■ **WORK TO COMPLETE**: Your answer should be the full set of records, printed exactly as they stand.

----------------------------------------

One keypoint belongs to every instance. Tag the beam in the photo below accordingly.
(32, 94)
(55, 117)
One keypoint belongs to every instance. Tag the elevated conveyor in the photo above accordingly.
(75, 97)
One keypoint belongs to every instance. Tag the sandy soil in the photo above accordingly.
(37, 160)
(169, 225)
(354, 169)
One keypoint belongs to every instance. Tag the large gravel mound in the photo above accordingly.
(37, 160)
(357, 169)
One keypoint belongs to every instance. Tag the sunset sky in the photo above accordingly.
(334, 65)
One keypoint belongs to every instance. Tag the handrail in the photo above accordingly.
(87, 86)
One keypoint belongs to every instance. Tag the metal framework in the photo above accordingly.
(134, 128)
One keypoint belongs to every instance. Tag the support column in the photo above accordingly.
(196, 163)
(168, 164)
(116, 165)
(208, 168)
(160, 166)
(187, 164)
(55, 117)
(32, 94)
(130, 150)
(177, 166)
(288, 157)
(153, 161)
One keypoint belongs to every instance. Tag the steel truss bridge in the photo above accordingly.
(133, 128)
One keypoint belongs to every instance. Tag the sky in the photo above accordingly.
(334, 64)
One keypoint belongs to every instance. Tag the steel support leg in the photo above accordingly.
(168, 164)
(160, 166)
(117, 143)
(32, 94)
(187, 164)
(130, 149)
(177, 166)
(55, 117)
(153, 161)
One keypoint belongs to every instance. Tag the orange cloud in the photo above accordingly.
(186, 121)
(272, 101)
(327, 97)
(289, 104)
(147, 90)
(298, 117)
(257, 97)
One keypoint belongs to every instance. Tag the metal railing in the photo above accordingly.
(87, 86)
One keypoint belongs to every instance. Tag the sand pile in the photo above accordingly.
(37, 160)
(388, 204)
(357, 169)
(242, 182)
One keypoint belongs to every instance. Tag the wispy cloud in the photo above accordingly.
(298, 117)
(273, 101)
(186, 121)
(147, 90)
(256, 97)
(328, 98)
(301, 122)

----------------------------------------

■ **SOLUTION**:
One keypoint belongs to every instance. Tag the beam in the photo below accordingly.
(32, 94)
(55, 117)
One keypoint belongs to every instance. Tag the elevated conveyor in the photo above accordingly.
(75, 97)
One keypoint belongs to every instance. Tag the sandy soil in the photo above accordingly.
(37, 160)
(169, 225)
(354, 169)
One keypoint belongs to every instance. Tag the large gravel mound in the photo above accordingly.
(37, 160)
(357, 169)
One keypoint belongs to every instance. Tag the sunset sky in the photo above accordingly.
(334, 65)
One keypoint belongs to every instance. Tag the handrail in the photo above accordingly.
(87, 86)
One keypoint belongs to every instance. Tag the metal framework in the photo above accordingly.
(134, 128)
One keypoint belongs to every instance. Tag the support column in the photo above accordingly.
(196, 163)
(168, 164)
(116, 165)
(208, 168)
(160, 166)
(187, 164)
(55, 117)
(32, 94)
(130, 150)
(177, 166)
(288, 157)
(153, 161)
One keypoint belongs to every instance. Tag the steel truss bridge in the photo above accordingly.
(133, 128)
One keypoint belongs to every instance. Tag the sky in the photo above accordingly.
(334, 64)
One keypoint belongs to every instance. Tag the steel support leg in the photo above accordingly.
(168, 164)
(160, 166)
(117, 143)
(32, 94)
(187, 164)
(130, 149)
(177, 166)
(55, 117)
(153, 161)
One keypoint belongs to every instance. Tag the orange cloud in the photo above accordingly.
(186, 121)
(272, 101)
(327, 97)
(289, 104)
(147, 90)
(298, 117)
(257, 97)
One keypoint belongs to every instance. Tag the metal railing in the photo above accordingly.
(87, 86)
One keypoint belongs to every instance. Tag the sand pile in the photo above accordingly.
(37, 160)
(388, 204)
(357, 169)
(242, 182)
One keypoint belongs to every instance. Tag the wispy cloud in the photo above accordingly.
(298, 117)
(273, 101)
(186, 121)
(147, 90)
(256, 97)
(328, 98)
(301, 122)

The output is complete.